PASSAGE SHOWN
In our case: g >>= f (connect/compose g to f). We want >>= to get g's output, inspect it and, in case it is Nothing just don't call f and return Nothing; or on the contrary, extract the boxed Real and feed f with it. (This algorithm is just the implementation of >>= for the Maybe type). Also note that >>= must be written only once per "boxing type" (different box, different adapting algorithm).
Many other problems arise which can be solved using this same pattern: 1. Use a "box" to codify/store different meanings/values, and have functions like g that return those "boxed values". 2. Have a composer/linker g >>= f to help connecting g's output to f's input, so we don't have to change any f at all.
Remarkable problems that can be solved using this technique are:
having a global state that every function in the sequence of functions ("the program") can share: solution StateMonad.
We don't like "impure functions": functions that yield different output for same input. Therefore, let's mark those functions, making them to return a tagged/boxed value: IO monad.
Total happiness!

The answer is, of course, "We don't". As with all abstractions, it isn't necessary.
Haskell does not need a monad abstraction. It isn't necessary for performing IO in a pure language. The IO type takes care of that just fine by itself. The existing monadic desugaring of do blocks could be replaced with desugaring to bindIO, returnIO, and failIO as defined in the GHC.Base module. (It's not a documented module on hackage, so I'll have to point at its source for documentation.) So no, there's no need for the monad abstraction.
So if it's not needed, why does it exist? Because it was found that many patterns of computation form monadic structures. Abstraction of a structure allows for writing code that works across all instances of that structure. To put it more concisely - code reuse.

EXERCISE AIM
Condense the paragraph above that begins "Haskell does not need a monad abstraction" into a short bulleted list of its main facts.

RECORDS PROVIDED
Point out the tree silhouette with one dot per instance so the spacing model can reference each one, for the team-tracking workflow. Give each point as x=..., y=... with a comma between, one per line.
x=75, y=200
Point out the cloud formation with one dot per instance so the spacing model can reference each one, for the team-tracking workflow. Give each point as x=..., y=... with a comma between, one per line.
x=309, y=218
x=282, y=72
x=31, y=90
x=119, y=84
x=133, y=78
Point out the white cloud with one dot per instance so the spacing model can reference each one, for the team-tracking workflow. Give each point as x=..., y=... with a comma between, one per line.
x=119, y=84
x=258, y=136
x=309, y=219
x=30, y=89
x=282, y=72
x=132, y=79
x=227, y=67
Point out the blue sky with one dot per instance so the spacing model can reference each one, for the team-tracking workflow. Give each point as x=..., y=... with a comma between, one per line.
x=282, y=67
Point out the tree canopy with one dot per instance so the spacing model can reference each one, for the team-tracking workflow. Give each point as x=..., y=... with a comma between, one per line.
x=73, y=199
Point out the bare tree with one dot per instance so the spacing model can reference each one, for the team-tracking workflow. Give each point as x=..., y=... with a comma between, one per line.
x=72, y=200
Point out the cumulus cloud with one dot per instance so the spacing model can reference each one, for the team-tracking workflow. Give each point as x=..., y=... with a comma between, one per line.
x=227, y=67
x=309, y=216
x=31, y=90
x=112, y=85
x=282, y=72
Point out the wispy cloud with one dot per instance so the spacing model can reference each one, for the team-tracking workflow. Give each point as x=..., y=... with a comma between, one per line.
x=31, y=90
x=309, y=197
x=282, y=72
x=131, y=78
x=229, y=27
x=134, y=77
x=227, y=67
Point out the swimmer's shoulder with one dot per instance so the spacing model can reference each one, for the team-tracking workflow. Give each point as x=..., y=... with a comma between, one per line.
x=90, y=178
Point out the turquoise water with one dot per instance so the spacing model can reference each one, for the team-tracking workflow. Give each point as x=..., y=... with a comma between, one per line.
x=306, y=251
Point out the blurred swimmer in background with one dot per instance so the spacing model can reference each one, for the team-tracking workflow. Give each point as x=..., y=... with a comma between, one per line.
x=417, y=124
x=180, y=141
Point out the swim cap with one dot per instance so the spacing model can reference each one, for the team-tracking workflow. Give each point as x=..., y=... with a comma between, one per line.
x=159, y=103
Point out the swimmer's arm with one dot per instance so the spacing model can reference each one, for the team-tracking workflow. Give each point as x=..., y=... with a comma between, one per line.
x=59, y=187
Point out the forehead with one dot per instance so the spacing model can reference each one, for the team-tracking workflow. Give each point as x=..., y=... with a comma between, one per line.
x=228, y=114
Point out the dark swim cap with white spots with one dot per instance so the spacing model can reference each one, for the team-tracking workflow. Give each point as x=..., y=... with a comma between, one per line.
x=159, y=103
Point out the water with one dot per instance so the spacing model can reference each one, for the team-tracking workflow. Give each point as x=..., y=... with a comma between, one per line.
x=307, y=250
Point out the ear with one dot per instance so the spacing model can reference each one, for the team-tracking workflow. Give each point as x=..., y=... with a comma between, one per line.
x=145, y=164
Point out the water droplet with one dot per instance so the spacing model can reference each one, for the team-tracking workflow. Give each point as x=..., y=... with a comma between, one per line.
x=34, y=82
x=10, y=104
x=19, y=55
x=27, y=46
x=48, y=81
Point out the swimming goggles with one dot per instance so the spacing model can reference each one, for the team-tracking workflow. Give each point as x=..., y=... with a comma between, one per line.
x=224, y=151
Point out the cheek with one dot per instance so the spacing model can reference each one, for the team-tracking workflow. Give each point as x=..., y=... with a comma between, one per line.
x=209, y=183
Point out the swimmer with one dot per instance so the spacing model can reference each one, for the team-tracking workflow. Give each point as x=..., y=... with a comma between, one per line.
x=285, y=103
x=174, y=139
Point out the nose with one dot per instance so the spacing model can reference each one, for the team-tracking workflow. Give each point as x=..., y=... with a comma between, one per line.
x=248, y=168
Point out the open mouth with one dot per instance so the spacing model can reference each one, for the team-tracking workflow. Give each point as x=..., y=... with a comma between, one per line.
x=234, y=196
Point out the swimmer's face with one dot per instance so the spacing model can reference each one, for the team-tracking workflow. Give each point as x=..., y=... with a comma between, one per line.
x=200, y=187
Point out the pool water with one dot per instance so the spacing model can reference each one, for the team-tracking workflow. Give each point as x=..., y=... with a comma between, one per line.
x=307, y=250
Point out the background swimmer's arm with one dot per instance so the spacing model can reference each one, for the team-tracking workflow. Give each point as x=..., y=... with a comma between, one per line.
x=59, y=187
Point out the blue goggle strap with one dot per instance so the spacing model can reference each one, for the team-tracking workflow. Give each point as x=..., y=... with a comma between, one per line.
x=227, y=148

RESULT OF THIS TASK
- Haskell does not need a monad abstraction, even to perform IO in a pure language.
- The IO type handles IO on its own.
- The monadic desugaring of do blocks could be replaced with desugaring to bindIO, returnIO, and failIO from the GHC.Base module.
- GHC.Base is not documented on hackage, so its source serves as documentation.
- Therefore the monad abstraction is not necessary.